Recopie toutes les lignes de la liste, depuis celle qui contient "Each instance receives one keypoint. Tag the neighborhood" jusqu'à la fin de la liste, bornes incluses, en décalant chaque coordonnée des points de 126. Le reste du texte ne change pas.
═════ DONNÉES À TRAITER
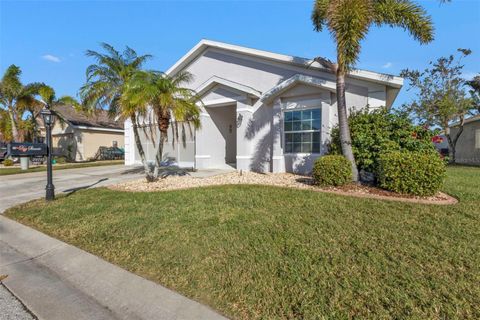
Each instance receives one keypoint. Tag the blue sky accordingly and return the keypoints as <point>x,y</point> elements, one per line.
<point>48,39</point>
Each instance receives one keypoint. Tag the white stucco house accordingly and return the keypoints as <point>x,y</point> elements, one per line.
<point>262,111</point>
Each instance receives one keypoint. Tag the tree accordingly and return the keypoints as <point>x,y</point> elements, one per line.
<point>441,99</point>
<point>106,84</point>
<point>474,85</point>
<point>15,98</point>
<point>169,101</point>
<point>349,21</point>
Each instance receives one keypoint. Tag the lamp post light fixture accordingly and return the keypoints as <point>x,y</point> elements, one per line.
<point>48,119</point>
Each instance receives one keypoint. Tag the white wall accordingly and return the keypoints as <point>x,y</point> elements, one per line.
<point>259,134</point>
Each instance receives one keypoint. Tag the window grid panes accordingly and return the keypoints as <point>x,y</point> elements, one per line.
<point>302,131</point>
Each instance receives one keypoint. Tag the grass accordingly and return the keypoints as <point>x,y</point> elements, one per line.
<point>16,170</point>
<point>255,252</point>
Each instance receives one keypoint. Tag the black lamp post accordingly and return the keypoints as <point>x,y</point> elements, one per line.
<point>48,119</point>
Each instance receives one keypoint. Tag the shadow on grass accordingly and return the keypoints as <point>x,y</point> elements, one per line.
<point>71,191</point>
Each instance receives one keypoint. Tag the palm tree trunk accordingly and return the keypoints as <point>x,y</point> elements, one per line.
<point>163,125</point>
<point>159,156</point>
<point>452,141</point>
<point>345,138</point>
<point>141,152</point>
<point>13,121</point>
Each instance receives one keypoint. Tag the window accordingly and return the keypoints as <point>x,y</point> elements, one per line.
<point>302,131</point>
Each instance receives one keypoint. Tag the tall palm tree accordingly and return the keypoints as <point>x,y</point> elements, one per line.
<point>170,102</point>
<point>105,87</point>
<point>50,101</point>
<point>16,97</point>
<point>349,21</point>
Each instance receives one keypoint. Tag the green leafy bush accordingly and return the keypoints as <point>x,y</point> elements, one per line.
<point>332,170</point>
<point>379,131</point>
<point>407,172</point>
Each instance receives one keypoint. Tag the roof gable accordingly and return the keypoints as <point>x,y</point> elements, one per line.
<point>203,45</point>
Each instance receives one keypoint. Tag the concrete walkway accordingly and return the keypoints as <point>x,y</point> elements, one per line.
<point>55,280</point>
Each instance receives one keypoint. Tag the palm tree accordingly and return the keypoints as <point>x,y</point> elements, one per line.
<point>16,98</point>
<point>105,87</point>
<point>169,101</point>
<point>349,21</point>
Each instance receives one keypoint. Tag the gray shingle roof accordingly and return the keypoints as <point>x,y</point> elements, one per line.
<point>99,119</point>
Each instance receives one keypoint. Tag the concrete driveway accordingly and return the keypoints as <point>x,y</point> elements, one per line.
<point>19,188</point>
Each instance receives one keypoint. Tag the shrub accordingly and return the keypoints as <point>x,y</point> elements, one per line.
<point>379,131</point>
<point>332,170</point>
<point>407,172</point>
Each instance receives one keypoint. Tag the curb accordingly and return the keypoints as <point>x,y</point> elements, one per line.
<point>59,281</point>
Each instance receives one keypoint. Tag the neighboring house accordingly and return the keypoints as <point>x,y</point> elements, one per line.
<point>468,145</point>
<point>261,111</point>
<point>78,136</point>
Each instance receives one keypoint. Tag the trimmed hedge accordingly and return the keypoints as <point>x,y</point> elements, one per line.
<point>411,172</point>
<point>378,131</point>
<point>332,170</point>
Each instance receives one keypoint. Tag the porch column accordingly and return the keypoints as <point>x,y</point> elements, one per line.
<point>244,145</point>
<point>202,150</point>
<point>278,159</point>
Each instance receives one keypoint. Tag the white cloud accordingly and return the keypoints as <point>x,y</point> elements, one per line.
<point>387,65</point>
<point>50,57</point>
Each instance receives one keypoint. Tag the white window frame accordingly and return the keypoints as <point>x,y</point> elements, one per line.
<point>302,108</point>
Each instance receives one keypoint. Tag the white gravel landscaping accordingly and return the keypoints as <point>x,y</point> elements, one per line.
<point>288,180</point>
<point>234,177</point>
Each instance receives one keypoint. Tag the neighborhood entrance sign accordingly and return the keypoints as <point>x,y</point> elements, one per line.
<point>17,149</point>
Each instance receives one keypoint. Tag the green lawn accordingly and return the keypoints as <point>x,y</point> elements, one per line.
══════════
RÉSULTAT CI-DESSOUS ->
Each instance receives one keypoint. Tag the neighborhood entrance sign accordingly and return the keypoints as <point>x,y</point> elements, one per line.
<point>143,275</point>
Each instance receives one keypoint. Tag the green lawn accordingly and return the keypoints as <point>x,y</point> elements, one per line.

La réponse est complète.